═══ Document passage ═══

Are you under-insured? Inflation poses an existential risk to every property owner…
Buildings insurance usually covers loss or damage caused by: fire, explosion, storms, floods, earthquakes, theft, attempted theft and vandalism, frozen and burst pipes etc, and a good landlord’s policy will cover much more besides.
A crucial aspect of property insurance is the buildings cover and the replacement value recorded on the policy. Get this wrong and you could be faced with a big shortfall in the event of a claim – it’s the difference between the value on the policy and the actual cost of re-instatement, after say a major fire.
The rapid rise of price inflation and shortages, particularly affecting building materials, now has the potential to leave thousands of property owners under-insured and subject to what is a condition written into every policy and what insurers term “averaging”, should they have occasion to make a claim.
The Condition of Average
When you insure a building you declare to your insurer the ‘insured value’, which then forms the basis of the insurance contract, the sum insured under your policy on which the insurer calculates the premium due. The insurer charges you this Insurance Premium every year, based on the declared sum insured.
The insured value represents what it will cost to re-instate the building and is not the same value as the market price. This insured value should also take into account all the associated costs of re-building, such as site clearance, professionals’ fees, building control costs etc.
It is very easy for a property owner to get this sum wrong, as without a professional assessment most commercial and some residential buildings are very difficult to assess when it comes to defining a true replacement value. Most insurers will up the insured valued annually to keep it in-line with inflation, but if the value is not right to start with, this safeguard does not help.
And with building materials costs rising at a faster rate that CPI and RPI inflation indices, it is almost certain that the replacement cost will race away from your initial insured value.
The consequences of getting it wrong
So, if you get your insured value wrong it will likely be less than the true value at risk, the valued your insurers have calculated your premiums on – you would be paying year-in, year-out less that you should have paid to cover the true property risk.

═══ The data ═══

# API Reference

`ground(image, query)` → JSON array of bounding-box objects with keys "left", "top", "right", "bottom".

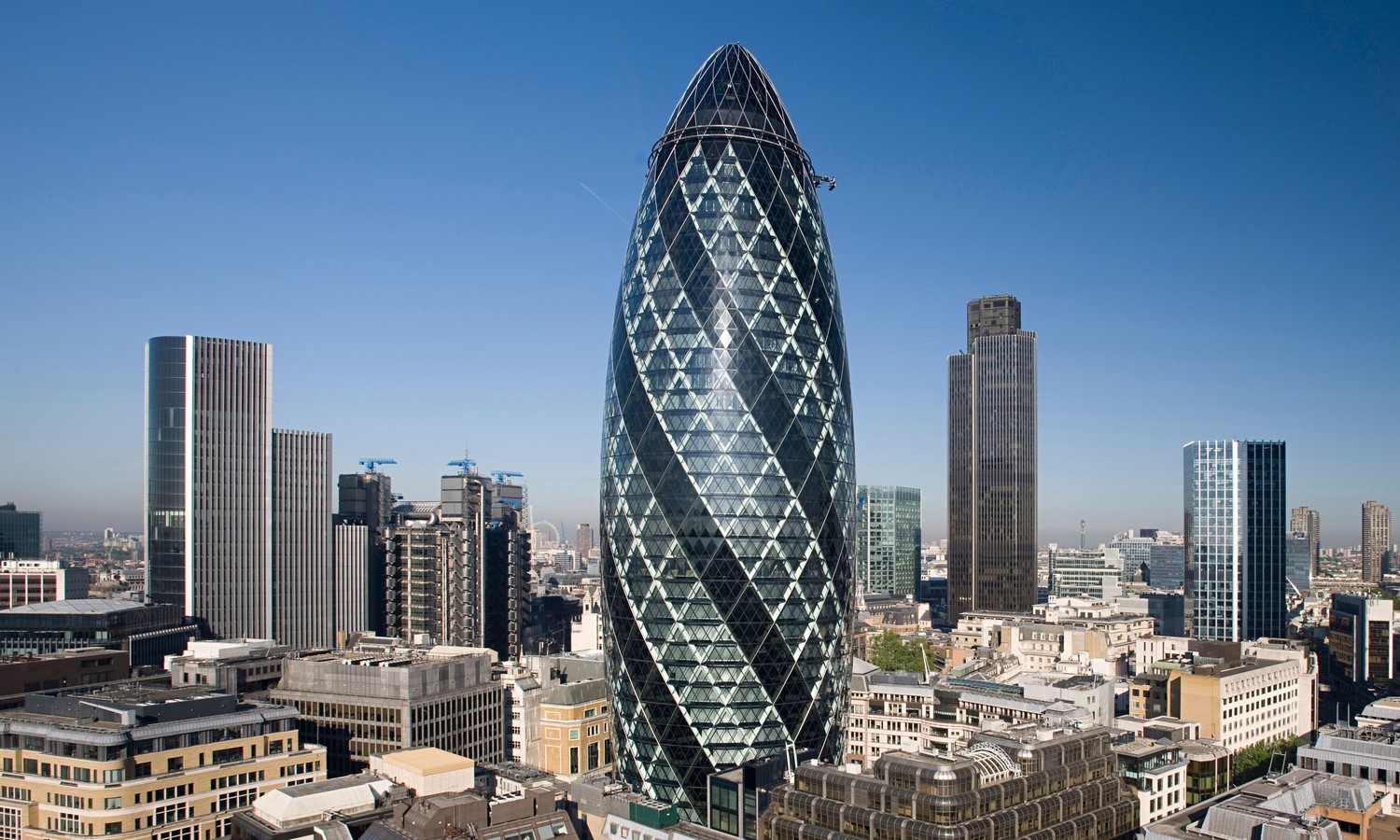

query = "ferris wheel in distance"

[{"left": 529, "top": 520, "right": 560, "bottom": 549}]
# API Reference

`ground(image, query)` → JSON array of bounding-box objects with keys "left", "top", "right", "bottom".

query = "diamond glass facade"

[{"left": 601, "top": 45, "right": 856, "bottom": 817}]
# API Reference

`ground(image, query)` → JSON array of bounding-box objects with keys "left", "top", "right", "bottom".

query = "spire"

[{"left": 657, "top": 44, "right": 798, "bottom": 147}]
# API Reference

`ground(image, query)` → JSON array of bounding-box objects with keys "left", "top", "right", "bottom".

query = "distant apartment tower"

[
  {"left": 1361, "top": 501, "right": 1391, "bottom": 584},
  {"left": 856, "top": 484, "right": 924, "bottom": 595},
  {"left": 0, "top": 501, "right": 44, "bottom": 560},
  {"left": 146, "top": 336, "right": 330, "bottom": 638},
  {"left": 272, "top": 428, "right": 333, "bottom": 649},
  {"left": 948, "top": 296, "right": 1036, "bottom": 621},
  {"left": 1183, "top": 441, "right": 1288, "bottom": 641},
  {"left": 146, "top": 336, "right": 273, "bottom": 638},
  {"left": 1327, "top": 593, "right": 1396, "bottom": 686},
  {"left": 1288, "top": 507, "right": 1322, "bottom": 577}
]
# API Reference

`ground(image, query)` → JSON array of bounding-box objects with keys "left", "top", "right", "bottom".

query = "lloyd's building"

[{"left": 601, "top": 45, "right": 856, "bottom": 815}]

═══
═══ The data ═══

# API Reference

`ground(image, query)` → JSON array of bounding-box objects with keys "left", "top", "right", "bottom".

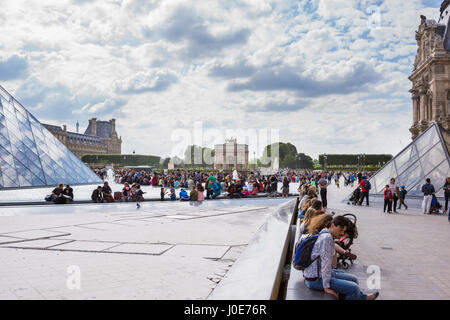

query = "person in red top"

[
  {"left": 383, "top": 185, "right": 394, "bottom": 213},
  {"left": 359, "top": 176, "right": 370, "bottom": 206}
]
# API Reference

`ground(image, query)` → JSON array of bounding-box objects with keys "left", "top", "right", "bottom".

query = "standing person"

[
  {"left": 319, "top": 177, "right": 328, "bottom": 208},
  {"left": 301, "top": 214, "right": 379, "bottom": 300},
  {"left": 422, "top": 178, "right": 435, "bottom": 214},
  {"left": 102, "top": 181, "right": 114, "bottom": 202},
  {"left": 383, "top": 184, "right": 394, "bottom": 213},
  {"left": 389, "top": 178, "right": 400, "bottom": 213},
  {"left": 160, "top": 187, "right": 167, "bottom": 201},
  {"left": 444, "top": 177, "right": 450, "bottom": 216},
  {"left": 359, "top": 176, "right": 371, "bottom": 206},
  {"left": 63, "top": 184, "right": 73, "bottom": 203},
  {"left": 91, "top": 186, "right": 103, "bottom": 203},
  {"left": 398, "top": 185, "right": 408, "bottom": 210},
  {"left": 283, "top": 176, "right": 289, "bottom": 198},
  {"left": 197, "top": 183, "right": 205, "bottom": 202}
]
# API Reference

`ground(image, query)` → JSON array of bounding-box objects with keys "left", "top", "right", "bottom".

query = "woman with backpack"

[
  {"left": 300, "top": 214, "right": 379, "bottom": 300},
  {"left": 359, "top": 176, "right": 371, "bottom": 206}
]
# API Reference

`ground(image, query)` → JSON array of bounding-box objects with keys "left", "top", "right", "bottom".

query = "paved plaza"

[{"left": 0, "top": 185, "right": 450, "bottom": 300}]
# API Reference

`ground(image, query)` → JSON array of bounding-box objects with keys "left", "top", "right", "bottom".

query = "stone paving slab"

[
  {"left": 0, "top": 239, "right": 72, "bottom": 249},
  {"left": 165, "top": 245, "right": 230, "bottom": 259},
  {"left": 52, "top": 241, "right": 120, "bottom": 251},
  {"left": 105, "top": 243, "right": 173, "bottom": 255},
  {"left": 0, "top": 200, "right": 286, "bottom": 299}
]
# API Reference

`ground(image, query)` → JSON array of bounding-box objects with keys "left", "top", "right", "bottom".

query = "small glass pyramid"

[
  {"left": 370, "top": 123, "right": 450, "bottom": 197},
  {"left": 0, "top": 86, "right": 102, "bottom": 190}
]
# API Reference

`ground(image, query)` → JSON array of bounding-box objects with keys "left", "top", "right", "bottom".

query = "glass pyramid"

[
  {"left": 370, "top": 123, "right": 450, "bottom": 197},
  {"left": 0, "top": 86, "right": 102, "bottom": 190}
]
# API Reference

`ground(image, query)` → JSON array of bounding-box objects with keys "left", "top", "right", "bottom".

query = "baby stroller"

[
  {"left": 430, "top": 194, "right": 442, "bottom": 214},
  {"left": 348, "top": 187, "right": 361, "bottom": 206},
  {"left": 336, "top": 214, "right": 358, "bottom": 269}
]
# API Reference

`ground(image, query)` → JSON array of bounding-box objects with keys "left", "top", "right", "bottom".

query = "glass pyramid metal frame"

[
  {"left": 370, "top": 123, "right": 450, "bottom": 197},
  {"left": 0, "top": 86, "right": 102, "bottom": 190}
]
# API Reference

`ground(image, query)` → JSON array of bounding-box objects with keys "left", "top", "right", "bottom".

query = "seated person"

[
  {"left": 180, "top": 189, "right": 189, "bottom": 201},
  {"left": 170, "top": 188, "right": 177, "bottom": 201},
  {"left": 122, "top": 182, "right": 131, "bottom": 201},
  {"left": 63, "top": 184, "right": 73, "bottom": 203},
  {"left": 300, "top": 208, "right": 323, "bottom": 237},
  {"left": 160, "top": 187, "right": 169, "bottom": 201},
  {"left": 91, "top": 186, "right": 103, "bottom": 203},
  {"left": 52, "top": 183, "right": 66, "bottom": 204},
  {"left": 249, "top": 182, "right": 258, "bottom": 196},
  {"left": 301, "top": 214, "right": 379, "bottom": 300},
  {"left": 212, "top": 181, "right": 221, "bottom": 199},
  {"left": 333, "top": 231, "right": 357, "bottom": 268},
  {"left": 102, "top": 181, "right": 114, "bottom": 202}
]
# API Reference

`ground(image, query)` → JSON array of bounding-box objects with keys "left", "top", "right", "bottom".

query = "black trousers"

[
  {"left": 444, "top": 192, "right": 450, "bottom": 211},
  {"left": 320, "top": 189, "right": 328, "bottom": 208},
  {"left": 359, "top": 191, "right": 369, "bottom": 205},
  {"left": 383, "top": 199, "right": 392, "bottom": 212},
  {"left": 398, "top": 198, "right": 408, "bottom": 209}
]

═══

* _Your tasks_
(a) In the article on under-insurance, what term do insurers use for the policy condition that can apply when a claim is made on an under-insured property?
(b) Print everything in the article on under-insurance from "The insured value represents" down to "initial insured value.".
The records are not needed for any of this.

* _Answers to the exercise_
(a) Insurers call it "averaging."

(b)
The insured value represents what it will cost to re-instate the building and is not the same value as the market price. This insured value should also take into account all the associated costs of re-building, such as site clearance, professionals’ fees, building control costs etc.
It is very easy for a property owner to get this sum wrong, as without a professional assessment most commercial and some residential buildings are very difficult to assess when it comes to defining a true replacement value. Most insurers will up the insured valued annually to keep it in-line with inflation, but if the value is not right to start with, this safeguard does not help.
And with building materials costs rising at a faster rate that CPI and RPI inflation indices, it is almost certain that the replacement cost will race away from your initial insured value.